◆ Excerpted text
■ ■ ■ ■ ■
Suspension = process is put into a waiting state (paused), but not destroyed.
Reasons:
1. I/O wait (waiting for disk, network, etc.)
2. Resource request (waiting for memory, lock, semaphore)
3. User/system request (admin pauses a process)
4. Parent process suspension (child often suspended with it)
Suspended process stays in main memory or can be swapped to disk.

🔹 Thread Suspension

A thread inside a process can also be suspended:
- E.g., waiting for I/O or waiting for a lock (mutex).
Since threads share memory, suspension of one thread does not suspend the whole process (other threads keep running).
⚠️ Exception: If the main thread (the one that created others) suspends itself, the OS may block the entire process.

🔹 Process Termination

When a process terminates:
- All threads inside it are also terminated automatically.
- OS reclaims resources: memory, files, I/O, descriptors.
Types:
1. Normal termination – process finishes execution.
2. Error termination – program crashes, illegal instruction, divide by zero, etc.
3. Killed by another process – e.g., kill -9 in Linux.
4. Parent termination – may cause child termination (depends on OS).

🔹 Thread Termination

A thread terminates when:
1. It finishes its task (normal exit).
2. It is explicitly killed (e.g., pthread_cancel in POSIX).
3. The process itself terminates → all threads inside die.
Thread termination may cause:
- Resource cleanup (stack freed, registers released).
- Impact on process: if it’s the main thread, the entire process ends unless other threads are detached.

🔹 Linking Between Suspension & Termination

Process ↔ Threads
- Suspending a process = all threads inside are suspended.
- Terminating a process = all threads inside are terminated.
Thread ↔ Process
- Suspending a thread = only that thread is paused (others may still run).
■ ■ ■ ■ ■
◆ Supplied material
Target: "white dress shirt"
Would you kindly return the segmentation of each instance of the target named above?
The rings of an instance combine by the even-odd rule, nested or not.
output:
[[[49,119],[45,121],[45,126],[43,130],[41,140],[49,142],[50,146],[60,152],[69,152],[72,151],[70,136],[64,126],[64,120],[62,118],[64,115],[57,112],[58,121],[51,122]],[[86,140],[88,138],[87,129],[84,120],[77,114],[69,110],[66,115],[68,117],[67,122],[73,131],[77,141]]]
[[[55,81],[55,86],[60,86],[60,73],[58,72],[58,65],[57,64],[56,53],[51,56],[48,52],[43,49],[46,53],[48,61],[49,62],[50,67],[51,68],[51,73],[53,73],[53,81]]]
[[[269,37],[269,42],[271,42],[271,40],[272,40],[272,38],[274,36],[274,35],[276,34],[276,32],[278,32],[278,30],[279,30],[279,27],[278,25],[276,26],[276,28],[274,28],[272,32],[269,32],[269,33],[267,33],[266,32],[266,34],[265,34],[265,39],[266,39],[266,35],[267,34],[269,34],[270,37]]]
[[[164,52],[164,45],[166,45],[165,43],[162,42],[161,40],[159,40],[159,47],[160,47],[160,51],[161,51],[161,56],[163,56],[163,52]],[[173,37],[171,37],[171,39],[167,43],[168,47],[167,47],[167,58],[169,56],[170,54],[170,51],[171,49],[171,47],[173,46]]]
■ ■ ■ ■ ■
◆ Your tasks
(a) Please copy all the rows above verbatim, leaving nothing out.
(b) Continue the notes on process and thread suspension and termination from their last line.
The notes on processes and threads and the rows have nothing to do with each other.

◆ Outputs for the tasks
(a)
Target: "white dress shirt"
Would you kindly return the segmentation of each instance of the target named above?
The rings of an instance combine by the even-odd rule, nested or not.
output:
[[[49,119],[45,121],[45,126],[43,130],[41,140],[49,142],[50,146],[60,152],[69,152],[72,151],[70,136],[64,126],[64,120],[62,118],[64,115],[57,112],[58,121],[51,122]],[[86,140],[88,138],[87,129],[84,120],[77,114],[69,110],[66,115],[68,117],[67,122],[73,131],[77,141]]]
[[[55,81],[55,86],[60,86],[60,73],[58,72],[58,65],[57,64],[56,53],[51,56],[48,52],[43,49],[46,53],[48,61],[49,62],[50,67],[51,68],[51,73],[53,73],[53,81]]]
[[[269,37],[269,42],[271,42],[271,40],[272,40],[272,38],[274,36],[274,35],[276,34],[276,32],[278,32],[278,30],[279,30],[279,27],[278,25],[276,26],[276,28],[274,28],[272,32],[269,32],[269,33],[267,33],[266,32],[266,34],[265,34],[265,39],[266,39],[266,35],[267,34],[269,34],[270,37]]]
[[[164,52],[164,45],[166,45],[165,43],[162,42],[161,40],[159,40],[159,47],[160,47],[160,51],[161,51],[161,56],[163,56],[163,52]],[[173,37],[171,37],[171,39],[167,43],[168,47],[167,47],[167,58],[169,56],[170,54],[170,51],[171,49],[171,47],[173,46]]]

(b)
- Terminating the main thread can end the whole process.

🔹 Tree Structure (Multi-Threaded Process)

Think of a process tree like a family:

Process (Parent)
│
├── Thread 1 (Main thread)
│   ├── Thread 2 (Worker)
│   └── Thread 3 (Worker)

If Process dies → all threads are killed.
If Thread 1 dies (and it’s the main thread) → process usually dies → all other threads die too.
If Thread 2 or 3 dies → only that branch ends, process continues.

🔹 Diagram (Mermaid)

Here’s a diagram for clarity:

graph TD
    subgraph P [Process]
        T1[Thread 1 - Main]
        T2[Thread 2]
        T3[Thread 3]
    end

    P -->|Termination| X[All threads die]
    T1 -->|If main thread ends| X
    T2 -->|Worker thread ends| P
    T3 -->|Worker thread ends| P

🔹 Example Scenarios

Example 1: Web Browser

Process: Browser main process.
Threads:
- UI thread → renders interface.
- Network thread → downloads files.
- Tab threads → run web pages.
If the browser process crashes → all tabs & downloads stop.
If one tab thread crashes → only that tab stops, browser continues.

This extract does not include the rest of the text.